- Exercise objective
Reproduce, word for word, every line starting at the line that contains "One keypoint belongs on each instance. Annotate the water" and ending with the final line of the entries.
>>>>
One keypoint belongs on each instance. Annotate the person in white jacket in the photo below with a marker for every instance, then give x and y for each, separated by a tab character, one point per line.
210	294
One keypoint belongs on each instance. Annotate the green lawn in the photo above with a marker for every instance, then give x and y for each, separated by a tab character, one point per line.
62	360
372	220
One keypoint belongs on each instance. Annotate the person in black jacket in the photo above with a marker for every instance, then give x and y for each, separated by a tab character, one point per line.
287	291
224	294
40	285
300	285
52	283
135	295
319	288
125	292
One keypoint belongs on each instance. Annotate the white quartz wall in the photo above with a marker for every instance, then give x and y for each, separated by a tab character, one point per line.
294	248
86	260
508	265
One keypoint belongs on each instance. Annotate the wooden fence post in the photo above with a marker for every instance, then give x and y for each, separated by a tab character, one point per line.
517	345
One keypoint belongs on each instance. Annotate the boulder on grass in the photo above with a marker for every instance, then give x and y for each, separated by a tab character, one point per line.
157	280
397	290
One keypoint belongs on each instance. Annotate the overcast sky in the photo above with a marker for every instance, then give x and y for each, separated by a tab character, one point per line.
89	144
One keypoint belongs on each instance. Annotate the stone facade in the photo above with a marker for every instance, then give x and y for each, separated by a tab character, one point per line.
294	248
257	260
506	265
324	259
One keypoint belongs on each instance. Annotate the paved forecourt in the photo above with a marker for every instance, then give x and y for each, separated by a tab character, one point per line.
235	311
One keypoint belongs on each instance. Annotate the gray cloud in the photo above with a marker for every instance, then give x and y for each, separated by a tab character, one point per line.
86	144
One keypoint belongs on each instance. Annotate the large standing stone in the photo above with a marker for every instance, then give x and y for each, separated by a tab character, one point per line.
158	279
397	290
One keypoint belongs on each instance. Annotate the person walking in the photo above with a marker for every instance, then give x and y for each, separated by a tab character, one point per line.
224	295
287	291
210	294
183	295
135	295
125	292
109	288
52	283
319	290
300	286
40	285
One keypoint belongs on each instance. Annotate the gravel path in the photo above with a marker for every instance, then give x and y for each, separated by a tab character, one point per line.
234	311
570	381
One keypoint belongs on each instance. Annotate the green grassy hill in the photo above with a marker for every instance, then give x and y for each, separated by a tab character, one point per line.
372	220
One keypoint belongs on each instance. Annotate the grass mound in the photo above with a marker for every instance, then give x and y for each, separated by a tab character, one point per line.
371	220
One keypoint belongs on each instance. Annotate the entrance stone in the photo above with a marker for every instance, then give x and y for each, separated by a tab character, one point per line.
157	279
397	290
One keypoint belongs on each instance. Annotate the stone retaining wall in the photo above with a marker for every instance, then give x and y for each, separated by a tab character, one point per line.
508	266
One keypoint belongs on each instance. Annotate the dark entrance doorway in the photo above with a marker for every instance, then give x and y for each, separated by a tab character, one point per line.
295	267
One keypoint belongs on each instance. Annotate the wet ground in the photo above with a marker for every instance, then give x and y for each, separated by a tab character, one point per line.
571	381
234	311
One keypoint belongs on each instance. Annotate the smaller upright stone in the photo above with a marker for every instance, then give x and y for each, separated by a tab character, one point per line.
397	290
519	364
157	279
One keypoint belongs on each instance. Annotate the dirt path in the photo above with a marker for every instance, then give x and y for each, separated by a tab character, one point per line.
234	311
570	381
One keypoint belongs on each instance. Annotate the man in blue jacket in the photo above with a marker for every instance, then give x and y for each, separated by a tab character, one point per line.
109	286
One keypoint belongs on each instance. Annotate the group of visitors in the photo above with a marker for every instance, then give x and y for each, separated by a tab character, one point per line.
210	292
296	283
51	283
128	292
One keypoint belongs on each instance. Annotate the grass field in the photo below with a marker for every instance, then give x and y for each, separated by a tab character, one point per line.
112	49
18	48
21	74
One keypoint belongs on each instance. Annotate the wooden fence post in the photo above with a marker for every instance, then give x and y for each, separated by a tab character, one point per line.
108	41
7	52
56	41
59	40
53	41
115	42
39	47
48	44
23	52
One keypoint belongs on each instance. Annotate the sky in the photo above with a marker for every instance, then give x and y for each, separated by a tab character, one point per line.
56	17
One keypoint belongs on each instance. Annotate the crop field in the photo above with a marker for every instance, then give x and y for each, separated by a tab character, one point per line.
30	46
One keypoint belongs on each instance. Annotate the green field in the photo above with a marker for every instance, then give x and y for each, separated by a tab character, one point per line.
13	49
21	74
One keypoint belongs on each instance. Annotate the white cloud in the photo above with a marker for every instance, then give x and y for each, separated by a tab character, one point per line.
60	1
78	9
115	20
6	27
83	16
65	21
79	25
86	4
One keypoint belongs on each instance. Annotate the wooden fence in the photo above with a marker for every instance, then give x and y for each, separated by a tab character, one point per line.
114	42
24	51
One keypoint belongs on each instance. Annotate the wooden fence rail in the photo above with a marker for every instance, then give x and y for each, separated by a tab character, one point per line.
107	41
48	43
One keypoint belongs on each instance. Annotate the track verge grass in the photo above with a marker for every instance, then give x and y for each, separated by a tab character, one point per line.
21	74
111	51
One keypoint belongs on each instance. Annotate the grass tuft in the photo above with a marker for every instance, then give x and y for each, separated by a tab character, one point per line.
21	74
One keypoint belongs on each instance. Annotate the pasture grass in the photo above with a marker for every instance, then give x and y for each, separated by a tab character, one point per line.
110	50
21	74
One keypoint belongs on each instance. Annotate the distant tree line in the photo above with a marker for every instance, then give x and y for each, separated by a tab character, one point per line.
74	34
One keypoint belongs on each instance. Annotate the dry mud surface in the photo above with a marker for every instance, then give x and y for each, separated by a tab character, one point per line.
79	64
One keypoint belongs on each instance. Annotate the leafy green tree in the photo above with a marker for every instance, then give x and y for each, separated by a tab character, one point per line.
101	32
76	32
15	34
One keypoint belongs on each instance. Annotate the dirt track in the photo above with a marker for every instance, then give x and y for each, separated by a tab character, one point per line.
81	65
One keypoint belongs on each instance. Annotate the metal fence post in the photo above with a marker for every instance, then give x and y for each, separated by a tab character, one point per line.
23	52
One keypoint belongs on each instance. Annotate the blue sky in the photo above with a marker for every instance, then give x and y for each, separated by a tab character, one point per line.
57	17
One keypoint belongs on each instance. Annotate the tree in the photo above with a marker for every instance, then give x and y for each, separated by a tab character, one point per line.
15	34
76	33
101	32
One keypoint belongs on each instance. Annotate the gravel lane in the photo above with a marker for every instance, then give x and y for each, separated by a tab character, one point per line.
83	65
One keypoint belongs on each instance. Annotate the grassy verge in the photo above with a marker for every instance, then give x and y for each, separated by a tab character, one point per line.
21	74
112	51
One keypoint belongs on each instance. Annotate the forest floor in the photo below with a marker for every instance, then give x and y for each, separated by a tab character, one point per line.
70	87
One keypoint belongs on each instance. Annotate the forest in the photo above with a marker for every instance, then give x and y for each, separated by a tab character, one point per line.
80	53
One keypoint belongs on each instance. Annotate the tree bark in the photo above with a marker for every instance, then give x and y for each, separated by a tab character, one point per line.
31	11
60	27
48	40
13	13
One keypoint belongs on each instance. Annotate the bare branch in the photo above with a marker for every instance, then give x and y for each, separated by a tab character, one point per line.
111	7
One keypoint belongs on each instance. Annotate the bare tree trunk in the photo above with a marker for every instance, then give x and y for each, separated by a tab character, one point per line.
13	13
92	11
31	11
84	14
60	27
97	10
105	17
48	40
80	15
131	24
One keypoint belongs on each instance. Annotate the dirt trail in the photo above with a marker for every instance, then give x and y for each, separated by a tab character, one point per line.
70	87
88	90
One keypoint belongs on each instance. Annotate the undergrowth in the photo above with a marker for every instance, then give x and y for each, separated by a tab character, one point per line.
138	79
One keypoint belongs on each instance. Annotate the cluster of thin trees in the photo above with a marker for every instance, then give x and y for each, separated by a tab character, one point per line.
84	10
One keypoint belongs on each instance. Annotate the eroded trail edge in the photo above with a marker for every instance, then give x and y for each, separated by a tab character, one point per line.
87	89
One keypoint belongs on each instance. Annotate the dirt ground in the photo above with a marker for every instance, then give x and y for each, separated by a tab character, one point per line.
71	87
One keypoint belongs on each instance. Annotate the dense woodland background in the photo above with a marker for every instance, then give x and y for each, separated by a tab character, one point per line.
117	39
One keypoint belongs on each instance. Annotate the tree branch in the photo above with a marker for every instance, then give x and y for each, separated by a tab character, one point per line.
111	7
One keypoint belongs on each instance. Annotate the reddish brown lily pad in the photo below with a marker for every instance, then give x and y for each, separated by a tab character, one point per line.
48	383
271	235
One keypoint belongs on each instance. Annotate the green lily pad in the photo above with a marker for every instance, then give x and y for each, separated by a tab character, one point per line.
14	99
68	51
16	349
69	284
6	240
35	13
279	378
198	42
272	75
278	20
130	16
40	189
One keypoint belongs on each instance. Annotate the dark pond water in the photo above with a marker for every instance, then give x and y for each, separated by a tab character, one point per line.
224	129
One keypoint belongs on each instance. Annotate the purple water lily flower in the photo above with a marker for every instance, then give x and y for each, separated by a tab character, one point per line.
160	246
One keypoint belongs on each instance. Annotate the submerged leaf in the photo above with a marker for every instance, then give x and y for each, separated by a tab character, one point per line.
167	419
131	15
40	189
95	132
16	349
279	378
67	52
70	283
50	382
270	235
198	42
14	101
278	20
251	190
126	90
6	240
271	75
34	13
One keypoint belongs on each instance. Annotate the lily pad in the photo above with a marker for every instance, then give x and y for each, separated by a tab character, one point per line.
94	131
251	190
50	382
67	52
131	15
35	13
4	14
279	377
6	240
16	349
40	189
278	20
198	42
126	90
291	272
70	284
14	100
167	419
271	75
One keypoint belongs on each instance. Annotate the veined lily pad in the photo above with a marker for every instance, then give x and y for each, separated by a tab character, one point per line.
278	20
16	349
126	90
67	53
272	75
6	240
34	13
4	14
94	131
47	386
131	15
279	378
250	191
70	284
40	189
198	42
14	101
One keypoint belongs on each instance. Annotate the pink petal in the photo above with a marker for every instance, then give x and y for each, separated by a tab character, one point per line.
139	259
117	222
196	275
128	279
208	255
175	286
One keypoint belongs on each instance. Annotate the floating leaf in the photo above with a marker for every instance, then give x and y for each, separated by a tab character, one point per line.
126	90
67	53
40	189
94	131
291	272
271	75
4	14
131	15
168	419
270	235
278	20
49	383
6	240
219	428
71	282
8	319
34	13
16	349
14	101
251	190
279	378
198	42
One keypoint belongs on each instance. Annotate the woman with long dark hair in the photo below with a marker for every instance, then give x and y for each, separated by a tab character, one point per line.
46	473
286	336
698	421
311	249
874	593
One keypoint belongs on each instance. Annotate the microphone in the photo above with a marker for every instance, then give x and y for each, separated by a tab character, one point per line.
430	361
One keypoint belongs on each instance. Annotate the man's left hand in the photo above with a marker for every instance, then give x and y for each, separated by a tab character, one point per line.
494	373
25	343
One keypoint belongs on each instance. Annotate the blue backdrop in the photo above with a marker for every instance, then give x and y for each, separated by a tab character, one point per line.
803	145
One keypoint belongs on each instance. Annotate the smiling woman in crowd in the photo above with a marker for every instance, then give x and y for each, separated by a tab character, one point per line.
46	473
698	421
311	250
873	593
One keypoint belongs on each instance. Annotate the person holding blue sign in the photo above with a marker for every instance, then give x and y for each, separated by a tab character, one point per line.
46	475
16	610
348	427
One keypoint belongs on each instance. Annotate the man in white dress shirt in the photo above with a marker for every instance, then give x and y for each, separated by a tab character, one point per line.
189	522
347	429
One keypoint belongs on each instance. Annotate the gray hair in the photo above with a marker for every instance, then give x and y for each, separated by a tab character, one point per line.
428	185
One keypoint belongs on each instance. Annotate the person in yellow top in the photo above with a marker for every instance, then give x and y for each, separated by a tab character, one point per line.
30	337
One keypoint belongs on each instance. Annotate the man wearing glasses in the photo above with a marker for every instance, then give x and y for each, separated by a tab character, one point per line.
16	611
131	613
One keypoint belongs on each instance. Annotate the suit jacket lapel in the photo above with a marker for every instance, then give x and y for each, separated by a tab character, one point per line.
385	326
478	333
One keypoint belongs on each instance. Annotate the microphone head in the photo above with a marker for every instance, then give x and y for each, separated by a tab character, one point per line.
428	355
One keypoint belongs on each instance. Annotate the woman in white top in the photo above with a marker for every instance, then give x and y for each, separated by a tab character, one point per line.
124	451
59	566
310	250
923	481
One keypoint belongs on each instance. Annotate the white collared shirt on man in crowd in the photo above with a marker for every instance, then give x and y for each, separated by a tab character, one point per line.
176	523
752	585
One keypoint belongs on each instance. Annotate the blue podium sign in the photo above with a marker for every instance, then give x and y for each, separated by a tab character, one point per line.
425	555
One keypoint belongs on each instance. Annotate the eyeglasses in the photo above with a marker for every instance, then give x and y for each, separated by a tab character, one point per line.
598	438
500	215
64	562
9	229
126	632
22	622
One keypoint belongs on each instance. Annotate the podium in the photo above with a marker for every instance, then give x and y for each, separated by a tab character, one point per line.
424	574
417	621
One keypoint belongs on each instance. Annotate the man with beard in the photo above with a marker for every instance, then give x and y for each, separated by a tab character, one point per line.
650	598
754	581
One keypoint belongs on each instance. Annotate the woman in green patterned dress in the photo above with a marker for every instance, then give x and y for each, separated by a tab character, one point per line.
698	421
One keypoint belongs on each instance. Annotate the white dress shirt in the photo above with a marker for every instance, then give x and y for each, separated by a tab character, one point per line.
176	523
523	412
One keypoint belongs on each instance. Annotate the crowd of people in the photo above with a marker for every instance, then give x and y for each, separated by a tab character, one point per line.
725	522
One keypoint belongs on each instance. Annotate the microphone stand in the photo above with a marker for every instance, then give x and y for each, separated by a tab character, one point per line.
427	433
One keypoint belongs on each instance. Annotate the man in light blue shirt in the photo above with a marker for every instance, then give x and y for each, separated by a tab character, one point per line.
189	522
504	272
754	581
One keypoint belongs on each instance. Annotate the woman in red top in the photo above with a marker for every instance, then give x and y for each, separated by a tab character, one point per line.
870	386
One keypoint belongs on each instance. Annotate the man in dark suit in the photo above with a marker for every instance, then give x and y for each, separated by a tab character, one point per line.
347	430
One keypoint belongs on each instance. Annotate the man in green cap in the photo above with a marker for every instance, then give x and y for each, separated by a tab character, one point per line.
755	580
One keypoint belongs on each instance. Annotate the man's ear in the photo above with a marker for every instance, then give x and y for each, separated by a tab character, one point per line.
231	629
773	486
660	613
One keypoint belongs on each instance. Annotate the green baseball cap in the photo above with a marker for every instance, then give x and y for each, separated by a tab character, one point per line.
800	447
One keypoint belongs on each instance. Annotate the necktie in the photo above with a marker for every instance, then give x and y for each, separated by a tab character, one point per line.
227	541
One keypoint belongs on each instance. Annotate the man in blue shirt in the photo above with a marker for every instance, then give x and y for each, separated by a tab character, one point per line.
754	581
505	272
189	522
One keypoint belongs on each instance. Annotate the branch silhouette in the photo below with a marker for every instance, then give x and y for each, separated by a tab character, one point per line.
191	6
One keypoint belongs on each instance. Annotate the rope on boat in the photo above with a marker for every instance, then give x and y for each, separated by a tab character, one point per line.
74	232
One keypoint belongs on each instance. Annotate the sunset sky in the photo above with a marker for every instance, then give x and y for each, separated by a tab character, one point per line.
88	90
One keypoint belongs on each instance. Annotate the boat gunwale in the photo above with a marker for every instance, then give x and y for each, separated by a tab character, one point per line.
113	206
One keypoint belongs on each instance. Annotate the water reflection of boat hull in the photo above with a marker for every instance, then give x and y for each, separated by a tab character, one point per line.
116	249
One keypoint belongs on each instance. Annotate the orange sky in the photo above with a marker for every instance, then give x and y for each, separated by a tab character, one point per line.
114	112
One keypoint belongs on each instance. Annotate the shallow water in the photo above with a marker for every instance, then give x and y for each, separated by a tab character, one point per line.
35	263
<<<<
- Answer to the problem
One keypoint belongs on each instance. Annotate the water reflection of boat hull in the photo above with a marker for every instance, then give x and y for each, separated by a tab character, one point per line.
116	249
One keypoint belongs on each instance. Annotate the orange sky in the photo above with a marker for every instance, then give x and y for each, separated by a tab character, one point per line.
114	112
One keypoint belongs on each instance. Annotate the shallow water in the photo above with a marker for every instance, then give x and y for each, separated by a tab character, one point per line.
35	263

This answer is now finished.